↓

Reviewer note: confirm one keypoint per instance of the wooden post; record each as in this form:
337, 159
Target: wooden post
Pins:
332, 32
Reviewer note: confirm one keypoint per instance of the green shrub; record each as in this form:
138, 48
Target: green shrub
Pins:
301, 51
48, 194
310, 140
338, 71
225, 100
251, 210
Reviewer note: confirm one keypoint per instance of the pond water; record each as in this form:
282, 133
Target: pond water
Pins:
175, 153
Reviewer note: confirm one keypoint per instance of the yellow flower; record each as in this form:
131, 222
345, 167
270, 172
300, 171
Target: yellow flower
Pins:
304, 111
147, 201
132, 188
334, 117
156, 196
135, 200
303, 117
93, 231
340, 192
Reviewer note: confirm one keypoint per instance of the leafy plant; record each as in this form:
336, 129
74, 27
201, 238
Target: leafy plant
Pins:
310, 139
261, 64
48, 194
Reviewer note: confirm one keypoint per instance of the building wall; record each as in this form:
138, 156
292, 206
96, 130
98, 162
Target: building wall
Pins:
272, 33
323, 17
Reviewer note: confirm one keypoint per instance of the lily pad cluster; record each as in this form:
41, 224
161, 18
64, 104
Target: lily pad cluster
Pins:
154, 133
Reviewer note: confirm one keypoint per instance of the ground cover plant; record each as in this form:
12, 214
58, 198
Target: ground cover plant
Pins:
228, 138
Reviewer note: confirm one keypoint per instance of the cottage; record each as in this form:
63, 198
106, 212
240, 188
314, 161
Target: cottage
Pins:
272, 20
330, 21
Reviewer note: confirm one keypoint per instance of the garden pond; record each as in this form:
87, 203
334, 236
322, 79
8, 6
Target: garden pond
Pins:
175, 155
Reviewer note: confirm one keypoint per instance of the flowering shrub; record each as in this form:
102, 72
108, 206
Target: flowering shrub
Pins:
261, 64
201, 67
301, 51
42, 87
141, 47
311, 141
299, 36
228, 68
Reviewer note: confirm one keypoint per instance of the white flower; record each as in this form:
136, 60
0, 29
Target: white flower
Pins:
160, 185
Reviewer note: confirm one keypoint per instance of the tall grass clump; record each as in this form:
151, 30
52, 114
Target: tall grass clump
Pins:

↑

▸ EXERCISE GOAL
Please recast all of the rows above as a Markdown table with two columns, No. and Line. Give each line its own number and leave out any blank lines.

▸ OUTPUT
| No. | Line |
|---|---|
| 1 | Reviewer note: confirm one keypoint per instance of the wooden post; record each as in this form: |
| 2 | 337, 159 |
| 3 | Target: wooden post |
| 4 | Pins: |
| 5 | 332, 32 |
| 6 | Reviewer note: confirm one keypoint per instance of the green shrub; record each as in this form: |
| 7 | 138, 48 |
| 8 | Target: green shrub |
| 9 | Pins: |
| 10 | 301, 51 |
| 11 | 48, 194 |
| 12 | 310, 140 |
| 13 | 338, 71 |
| 14 | 225, 100 |
| 15 | 251, 210 |
| 16 | Reviewer note: confirm one keypoint per instance of the pond water; record each as in this form: |
| 17 | 282, 133 |
| 18 | Target: pond water |
| 19 | Pins: |
| 20 | 175, 153 |
| 21 | Reviewer note: confirm one keypoint per instance of the yellow flower; record each as in this form: |
| 22 | 131, 222 |
| 23 | 345, 167 |
| 24 | 270, 172 |
| 25 | 300, 171 |
| 26 | Target: yellow flower |
| 27 | Pins: |
| 28 | 304, 111 |
| 29 | 147, 201 |
| 30 | 132, 188 |
| 31 | 334, 117 |
| 32 | 156, 196 |
| 33 | 135, 200 |
| 34 | 303, 117 |
| 35 | 93, 231 |
| 36 | 340, 192 |
| 37 | Reviewer note: confirm one keypoint per instance of the leafy plant; record each as in this form: |
| 38 | 336, 129 |
| 39 | 74, 27 |
| 40 | 201, 238 |
| 41 | Target: leafy plant |
| 42 | Pins: |
| 43 | 310, 139 |
| 44 | 261, 64 |
| 45 | 48, 194 |
| 46 | Reviewer note: confirm one keypoint per instance of the building wall; record each as in this form: |
| 47 | 138, 156 |
| 48 | 292, 206 |
| 49 | 96, 130 |
| 50 | 98, 162 |
| 51 | Target: building wall |
| 52 | Pins: |
| 53 | 272, 33 |
| 54 | 323, 17 |
| 55 | Reviewer note: confirm one keypoint per instance of the lily pad cluster; record each as in this form: |
| 56 | 41, 224 |
| 57 | 161, 18 |
| 58 | 64, 104 |
| 59 | Target: lily pad cluster |
| 60 | Pins: |
| 61 | 154, 133 |
| 62 | Reviewer note: confirm one keypoint per instance of the ground cover plant; record each as in this form: |
| 63 | 12, 214 |
| 64 | 58, 198 |
| 65 | Target: ground cover plant |
| 66 | Pins: |
| 67 | 228, 138 |
| 68 | Reviewer note: confirm one keypoint per instance of the cottage; record each as in this form: |
| 69 | 63, 198 |
| 70 | 106, 212 |
| 71 | 240, 188 |
| 72 | 314, 161 |
| 73 | Target: cottage |
| 74 | Pins: |
| 75 | 272, 20 |
| 76 | 330, 21 |
| 77 | Reviewer note: confirm one keypoint per instance of the garden pond; record each as in this form: |
| 78 | 87, 203 |
| 79 | 334, 236 |
| 80 | 322, 79 |
| 81 | 8, 6 |
| 82 | Target: garden pond |
| 83 | Pins: |
| 84 | 175, 155 |
| 85 | Reviewer note: confirm one keypoint per instance of the flowering shrub; record each as in this form: |
| 86 | 102, 72 |
| 87 | 108, 206 |
| 88 | Target: flowering shrub |
| 89 | Pins: |
| 90 | 261, 64 |
| 91 | 201, 67 |
| 92 | 301, 51 |
| 93 | 42, 87 |
| 94 | 141, 47 |
| 95 | 311, 141 |
| 96 | 299, 36 |
| 97 | 228, 68 |
| 98 | Reviewer note: confirm one keypoint per instance of the white flower; record each as in this form: |
| 99 | 136, 60 |
| 100 | 0, 29 |
| 101 | Target: white flower |
| 102 | Pins: |
| 103 | 160, 185 |
| 104 | Reviewer note: confirm one keypoint per instance of the tall grass clump; record each as in this form: |
| 105 | 151, 30 |
| 106 | 52, 114 |
| 107 | Target: tall grass clump |
| 108 | Pins: |